Coordinate annotation records
● ● ● ●
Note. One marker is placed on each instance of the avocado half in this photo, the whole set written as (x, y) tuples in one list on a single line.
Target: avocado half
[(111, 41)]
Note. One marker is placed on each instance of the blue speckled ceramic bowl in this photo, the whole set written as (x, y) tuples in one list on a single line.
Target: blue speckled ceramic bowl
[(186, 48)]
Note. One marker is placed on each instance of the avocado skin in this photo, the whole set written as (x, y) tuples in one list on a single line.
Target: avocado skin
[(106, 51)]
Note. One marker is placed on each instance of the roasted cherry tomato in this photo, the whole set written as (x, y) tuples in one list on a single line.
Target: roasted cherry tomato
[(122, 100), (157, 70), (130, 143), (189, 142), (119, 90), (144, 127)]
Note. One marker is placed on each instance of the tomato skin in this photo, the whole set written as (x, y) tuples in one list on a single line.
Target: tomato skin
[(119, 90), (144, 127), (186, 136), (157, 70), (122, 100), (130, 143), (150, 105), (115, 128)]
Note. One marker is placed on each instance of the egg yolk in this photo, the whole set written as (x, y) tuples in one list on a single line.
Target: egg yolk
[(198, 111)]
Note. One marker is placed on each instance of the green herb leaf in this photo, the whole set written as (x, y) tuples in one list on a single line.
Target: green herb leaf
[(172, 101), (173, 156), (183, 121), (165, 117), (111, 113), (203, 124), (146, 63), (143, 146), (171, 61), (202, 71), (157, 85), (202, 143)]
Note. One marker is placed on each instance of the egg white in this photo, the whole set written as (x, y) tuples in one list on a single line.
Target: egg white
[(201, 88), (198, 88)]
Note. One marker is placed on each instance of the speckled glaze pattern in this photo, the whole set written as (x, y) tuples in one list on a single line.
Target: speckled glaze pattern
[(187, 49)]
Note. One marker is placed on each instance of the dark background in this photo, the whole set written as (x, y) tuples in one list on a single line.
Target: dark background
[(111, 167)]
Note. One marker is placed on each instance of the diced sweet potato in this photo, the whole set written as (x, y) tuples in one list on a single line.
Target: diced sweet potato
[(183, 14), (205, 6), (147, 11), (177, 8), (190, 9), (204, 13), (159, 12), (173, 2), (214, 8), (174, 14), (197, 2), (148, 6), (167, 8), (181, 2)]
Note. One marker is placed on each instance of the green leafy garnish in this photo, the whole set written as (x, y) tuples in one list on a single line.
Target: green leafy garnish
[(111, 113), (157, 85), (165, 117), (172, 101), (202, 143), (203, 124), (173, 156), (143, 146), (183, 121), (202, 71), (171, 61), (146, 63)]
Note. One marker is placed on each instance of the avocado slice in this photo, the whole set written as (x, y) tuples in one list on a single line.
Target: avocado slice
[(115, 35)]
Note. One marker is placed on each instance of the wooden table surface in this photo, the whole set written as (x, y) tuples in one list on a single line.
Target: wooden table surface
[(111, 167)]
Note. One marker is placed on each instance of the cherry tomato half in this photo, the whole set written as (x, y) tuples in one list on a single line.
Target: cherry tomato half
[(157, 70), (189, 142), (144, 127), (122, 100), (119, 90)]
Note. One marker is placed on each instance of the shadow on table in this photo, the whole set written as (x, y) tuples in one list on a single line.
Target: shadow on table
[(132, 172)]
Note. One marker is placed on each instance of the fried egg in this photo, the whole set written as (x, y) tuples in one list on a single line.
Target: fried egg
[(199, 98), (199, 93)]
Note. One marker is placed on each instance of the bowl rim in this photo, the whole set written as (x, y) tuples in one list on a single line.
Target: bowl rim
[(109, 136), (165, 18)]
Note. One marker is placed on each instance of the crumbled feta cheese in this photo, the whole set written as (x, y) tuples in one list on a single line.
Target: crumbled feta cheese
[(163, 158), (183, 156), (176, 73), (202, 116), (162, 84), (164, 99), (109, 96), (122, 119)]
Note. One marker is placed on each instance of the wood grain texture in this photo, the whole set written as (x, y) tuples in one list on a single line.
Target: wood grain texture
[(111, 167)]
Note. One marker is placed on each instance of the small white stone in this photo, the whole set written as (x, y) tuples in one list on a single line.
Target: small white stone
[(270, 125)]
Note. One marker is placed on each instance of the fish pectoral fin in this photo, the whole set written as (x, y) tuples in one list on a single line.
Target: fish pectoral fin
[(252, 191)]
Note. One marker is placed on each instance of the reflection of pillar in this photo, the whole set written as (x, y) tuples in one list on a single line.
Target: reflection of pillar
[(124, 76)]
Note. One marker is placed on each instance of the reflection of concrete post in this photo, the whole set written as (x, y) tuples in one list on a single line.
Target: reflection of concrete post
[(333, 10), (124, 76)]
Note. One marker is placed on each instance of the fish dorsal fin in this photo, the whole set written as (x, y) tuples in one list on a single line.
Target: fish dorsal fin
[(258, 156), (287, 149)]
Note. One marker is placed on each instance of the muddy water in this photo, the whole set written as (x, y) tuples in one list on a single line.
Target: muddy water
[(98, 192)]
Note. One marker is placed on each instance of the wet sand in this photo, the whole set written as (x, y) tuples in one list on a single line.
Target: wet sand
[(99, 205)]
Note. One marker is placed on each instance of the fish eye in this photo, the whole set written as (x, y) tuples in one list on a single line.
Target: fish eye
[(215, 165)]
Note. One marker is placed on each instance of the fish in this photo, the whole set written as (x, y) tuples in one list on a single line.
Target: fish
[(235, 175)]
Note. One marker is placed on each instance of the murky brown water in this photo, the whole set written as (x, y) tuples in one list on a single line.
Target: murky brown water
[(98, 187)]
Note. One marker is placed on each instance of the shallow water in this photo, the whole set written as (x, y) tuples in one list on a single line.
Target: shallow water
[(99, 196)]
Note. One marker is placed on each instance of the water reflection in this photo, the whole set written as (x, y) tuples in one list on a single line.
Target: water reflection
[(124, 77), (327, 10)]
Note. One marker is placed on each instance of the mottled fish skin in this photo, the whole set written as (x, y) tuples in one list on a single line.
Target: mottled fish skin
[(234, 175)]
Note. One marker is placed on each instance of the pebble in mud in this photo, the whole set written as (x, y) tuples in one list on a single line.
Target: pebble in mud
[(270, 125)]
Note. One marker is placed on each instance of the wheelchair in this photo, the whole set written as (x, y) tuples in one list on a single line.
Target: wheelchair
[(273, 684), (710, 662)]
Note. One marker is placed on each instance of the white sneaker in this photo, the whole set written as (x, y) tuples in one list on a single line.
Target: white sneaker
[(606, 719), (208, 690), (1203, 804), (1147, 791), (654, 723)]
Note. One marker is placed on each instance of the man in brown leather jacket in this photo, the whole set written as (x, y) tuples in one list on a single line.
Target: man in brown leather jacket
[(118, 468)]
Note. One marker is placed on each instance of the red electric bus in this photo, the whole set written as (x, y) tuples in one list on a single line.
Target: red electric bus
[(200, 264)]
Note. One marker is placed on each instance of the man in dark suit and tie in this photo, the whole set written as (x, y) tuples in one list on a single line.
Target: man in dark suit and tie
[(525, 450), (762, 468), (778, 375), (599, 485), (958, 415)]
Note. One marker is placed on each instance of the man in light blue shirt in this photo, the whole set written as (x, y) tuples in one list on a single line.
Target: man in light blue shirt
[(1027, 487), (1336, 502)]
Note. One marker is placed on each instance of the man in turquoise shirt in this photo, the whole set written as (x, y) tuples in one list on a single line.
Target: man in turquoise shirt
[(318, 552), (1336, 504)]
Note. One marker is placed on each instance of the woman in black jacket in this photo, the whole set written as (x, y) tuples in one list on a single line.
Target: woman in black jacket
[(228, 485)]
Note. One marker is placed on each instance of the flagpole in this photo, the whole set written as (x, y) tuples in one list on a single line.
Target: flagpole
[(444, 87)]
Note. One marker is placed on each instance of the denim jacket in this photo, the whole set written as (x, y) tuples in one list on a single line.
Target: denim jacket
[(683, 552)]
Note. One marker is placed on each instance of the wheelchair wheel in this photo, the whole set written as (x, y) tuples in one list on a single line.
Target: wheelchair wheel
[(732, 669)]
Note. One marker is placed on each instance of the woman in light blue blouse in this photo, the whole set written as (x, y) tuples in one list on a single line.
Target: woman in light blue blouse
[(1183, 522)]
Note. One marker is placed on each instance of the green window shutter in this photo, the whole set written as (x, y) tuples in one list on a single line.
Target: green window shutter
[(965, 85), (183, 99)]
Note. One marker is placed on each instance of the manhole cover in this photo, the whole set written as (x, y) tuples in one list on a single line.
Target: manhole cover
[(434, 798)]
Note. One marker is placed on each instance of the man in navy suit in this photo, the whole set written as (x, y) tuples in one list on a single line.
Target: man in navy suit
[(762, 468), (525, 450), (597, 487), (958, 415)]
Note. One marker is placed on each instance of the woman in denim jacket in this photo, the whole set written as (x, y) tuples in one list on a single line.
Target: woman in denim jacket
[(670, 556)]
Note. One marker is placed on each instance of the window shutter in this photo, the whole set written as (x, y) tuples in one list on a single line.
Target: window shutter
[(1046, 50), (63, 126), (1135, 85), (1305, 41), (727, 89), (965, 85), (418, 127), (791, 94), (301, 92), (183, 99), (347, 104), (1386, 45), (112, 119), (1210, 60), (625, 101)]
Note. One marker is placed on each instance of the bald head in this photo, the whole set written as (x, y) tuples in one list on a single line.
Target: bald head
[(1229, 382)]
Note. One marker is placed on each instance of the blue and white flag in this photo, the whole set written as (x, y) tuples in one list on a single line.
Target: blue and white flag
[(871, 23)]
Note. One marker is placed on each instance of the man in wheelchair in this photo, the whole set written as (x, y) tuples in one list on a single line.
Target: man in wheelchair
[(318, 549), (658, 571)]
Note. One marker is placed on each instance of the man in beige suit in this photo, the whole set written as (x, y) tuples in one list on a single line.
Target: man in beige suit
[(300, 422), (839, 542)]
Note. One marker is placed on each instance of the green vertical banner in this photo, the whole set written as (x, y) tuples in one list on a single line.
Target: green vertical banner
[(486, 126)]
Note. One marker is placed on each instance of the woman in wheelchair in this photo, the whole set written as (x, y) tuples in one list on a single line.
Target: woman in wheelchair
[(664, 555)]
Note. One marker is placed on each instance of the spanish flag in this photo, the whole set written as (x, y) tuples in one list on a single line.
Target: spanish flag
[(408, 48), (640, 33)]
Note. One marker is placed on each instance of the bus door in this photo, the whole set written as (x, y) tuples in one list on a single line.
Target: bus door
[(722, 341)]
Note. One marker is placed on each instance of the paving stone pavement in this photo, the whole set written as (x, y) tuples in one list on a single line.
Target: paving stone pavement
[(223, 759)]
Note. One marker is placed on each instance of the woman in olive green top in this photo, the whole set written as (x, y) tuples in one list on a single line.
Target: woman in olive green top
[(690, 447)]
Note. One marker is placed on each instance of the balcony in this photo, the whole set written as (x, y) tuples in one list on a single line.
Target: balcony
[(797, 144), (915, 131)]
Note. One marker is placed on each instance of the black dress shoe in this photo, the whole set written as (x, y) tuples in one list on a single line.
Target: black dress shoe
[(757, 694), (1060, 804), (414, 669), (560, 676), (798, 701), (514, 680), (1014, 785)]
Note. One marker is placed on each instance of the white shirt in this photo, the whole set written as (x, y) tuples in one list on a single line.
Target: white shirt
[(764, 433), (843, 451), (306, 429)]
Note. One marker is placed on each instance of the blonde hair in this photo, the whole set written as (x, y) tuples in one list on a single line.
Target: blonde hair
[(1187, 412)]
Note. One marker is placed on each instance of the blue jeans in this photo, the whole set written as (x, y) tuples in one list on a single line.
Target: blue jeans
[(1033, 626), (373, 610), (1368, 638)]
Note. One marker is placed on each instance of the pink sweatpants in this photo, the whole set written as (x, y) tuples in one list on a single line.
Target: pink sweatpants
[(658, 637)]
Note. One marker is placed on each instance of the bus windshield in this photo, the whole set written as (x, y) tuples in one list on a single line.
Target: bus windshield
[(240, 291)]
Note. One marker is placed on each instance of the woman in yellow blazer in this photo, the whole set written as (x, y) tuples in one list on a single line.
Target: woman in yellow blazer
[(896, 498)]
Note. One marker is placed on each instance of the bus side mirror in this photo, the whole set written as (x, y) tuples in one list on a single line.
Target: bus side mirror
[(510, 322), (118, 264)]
● ● ● ●
■ EXERCISE DESCRIPTION ■
Retype the items above verbatim, starting at the line that contains "Note. One marker is placed on each instance of the wet" and ending at the line that contains "[(124, 77), (327, 10)]", with both of those lines included.

■ EXERCISE OUTPUT ■
Note. One marker is placed on each instance of the wet sand in this photo, the whole set written as (x, y) tuples in one list on a single line.
Target: wet sand
[(99, 205)]
Note. One marker is placed on each instance of the fish eye in this photo, the whole set written as (x, y) tuples in one list on a single line.
Target: fish eye
[(215, 165)]
Note. One marker is placed on each instance of the fish in this photo, the whole set written as (x, y) tuples in one list on a single line.
Target: fish
[(235, 175)]
Note. One marker is placed on each instance of the murky brown water in this photo, the whole set written as (x, y) tuples in one list on a single line.
Target: murky brown water
[(98, 187)]
Note. One marker is placed on each instance of the shallow water in this photo, the whole set written as (x, y) tuples in one list on a single line.
Target: shallow water
[(99, 196)]
Note. One marker is placed on each instance of the water reflection in this photo, the whole set written as (x, y) tuples in one list on a single line.
Target: water reflection
[(124, 77), (327, 10)]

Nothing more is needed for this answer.